* _GESTELD DOEL A_
Vertaal de zin "Ik zet spelden in het breiwerk waartussen ik de steken tel." uit de tekst over breiproeflapjes in het Engels.

Tagarchief: swatch

#18 Halsbies

Lapje #18 is het laatste proeflapje dat ik moet breien voor de Master of Hand Knitting level 2. Daarna hoef ik alleen nog een argyle sock te breien.

Ik moet voor dit lapje afkanten en minderen voor een halsbies, steken opnemen voor de bies, en 2,5 cm 1 recht, 1 averecht boord breien.

Eerst ga ik voor de rechte stukken bekijken / berekenen hoe de steekverhouding moet zijn. Hiervoor leg ik het gebreide lapje en een los stukje bies naast elkaar. Ik zet spelden in het breiwerk waartussen ik de steken tel.

Swatch #18 rechte stukken meten

Dan bekijk ik wat ik op moet nemen in de ronding. Gelukkig hoef ik over de ronding geen vraag te beantwoorden. Het kan dus een beetje op zicht.

De ronding opmeten van # 18

Het boek ‘Finishing School’ van Deborah Newton is weer een grote hulp. Newton breit in de binnenkant van een halsbies vaak steken samen tijdens het afkanten, zodat de bies netjes plat blijft. Ik doe dat ook, wanneer ik merk dat het minderen in de bies zelf niet netjes wordt. Er staat nergens dat het niet mag. Ik merk het vanzelf als de bies over moet, toch?

#18 geblockt

Nog even blocken (wet) en drogen en dan zijn alle proeflapjes gebreid. Ook de begeleidende schrijfsels voor de proeflapjes en de vragen zijn nu af. In de kerstvakantie ga ik de sok breien en de laatste puntjes op de i zetten.

Proeflapjes, proeflapjes, proeflapjes

Lapje 1 is aardig opgedroogd. Ik volg de instructies van TKGA en naai de twee lapjes in de lengte aan elkaar. Ik gebruik de matrassteek om de naden onzichtbaar aan elkaar te zetten (Running Thread Seam, Mattress Stitch Seam, Invisible Seam). Na de tweede poging vind ik het er prima uitzien, dus, hup, klaar! Dank je wel June Hiatt voor de duidelijke instructies.

Seaming Stockinette Stitch Swatch #1 Finished

Ondertussen probeer ik na te denken over de mouwloze trui die ik moet maken. (Hoe heet zo’n ding in gewoon Nederlands? Spencer? Slip-over?)

* _GEGEVENS VOOR OPDRACHT_

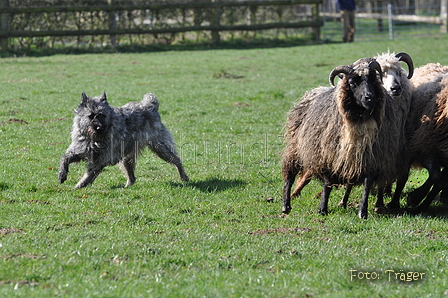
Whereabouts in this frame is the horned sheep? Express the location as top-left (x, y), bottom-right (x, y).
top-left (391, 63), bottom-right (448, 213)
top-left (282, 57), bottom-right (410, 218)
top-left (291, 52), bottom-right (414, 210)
==
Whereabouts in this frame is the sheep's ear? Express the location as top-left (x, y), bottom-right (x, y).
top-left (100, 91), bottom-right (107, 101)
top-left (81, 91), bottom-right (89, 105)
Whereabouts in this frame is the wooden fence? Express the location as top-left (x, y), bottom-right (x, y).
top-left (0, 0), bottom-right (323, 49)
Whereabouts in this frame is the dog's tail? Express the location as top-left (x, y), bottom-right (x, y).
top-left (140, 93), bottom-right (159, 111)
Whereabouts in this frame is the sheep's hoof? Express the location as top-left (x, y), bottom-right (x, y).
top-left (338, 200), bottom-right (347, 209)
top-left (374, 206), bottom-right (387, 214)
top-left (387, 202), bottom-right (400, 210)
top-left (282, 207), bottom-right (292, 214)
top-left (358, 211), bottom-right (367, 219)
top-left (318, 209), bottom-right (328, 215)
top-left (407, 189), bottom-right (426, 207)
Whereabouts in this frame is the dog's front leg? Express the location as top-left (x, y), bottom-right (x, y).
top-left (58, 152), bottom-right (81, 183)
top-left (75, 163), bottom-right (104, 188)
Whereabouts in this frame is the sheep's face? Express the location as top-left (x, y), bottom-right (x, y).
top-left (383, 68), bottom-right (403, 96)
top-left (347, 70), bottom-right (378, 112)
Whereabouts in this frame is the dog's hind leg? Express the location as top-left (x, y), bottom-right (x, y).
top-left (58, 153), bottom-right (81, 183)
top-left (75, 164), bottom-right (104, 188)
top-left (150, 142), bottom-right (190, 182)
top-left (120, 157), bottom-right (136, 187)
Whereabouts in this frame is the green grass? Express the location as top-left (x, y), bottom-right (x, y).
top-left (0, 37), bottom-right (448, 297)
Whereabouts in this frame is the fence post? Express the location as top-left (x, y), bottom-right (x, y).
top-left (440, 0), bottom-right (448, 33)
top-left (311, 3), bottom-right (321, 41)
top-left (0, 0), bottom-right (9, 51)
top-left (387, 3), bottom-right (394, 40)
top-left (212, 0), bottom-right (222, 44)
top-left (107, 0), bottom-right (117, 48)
...
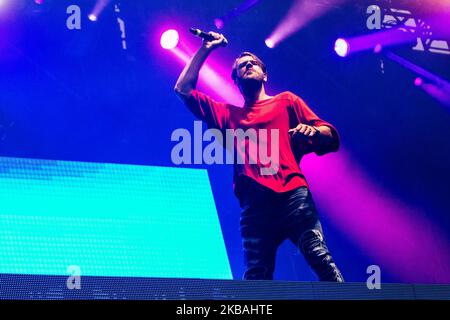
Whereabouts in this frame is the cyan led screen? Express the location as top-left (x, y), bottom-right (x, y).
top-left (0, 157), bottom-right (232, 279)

* _GESTELD DOEL B_
Geef uit de vermeldingen ongewijzigd het deel weer dat begint met de regel met "Whereabouts in this frame is the dog's front" en eindigt met de regel met "top-left (0, 37), bottom-right (448, 297)", beide regels inbegrepen.

* _RESULTAAT VAN OEFENING A_
I place pins in the knitting, between which I count the stitches.

* _RESULTAAT VAN OEFENING B_
Whereabouts in this frame is the dog's front leg? Express the location as top-left (x, y), bottom-right (x, y).
top-left (58, 152), bottom-right (81, 183)
top-left (75, 163), bottom-right (104, 188)
Whereabouts in this frame is the sheep's face? Express the location as top-left (x, y), bottom-right (x, y).
top-left (383, 68), bottom-right (403, 96)
top-left (347, 70), bottom-right (378, 112)
Whereabouts in this frame is the dog's hind leg? Express the location as top-left (x, y), bottom-right (x, y).
top-left (58, 153), bottom-right (81, 183)
top-left (75, 164), bottom-right (104, 188)
top-left (150, 142), bottom-right (190, 182)
top-left (120, 157), bottom-right (136, 187)
Whereabouts in this frame is the green grass? Express the location as top-left (x, y), bottom-right (x, y).
top-left (0, 37), bottom-right (448, 297)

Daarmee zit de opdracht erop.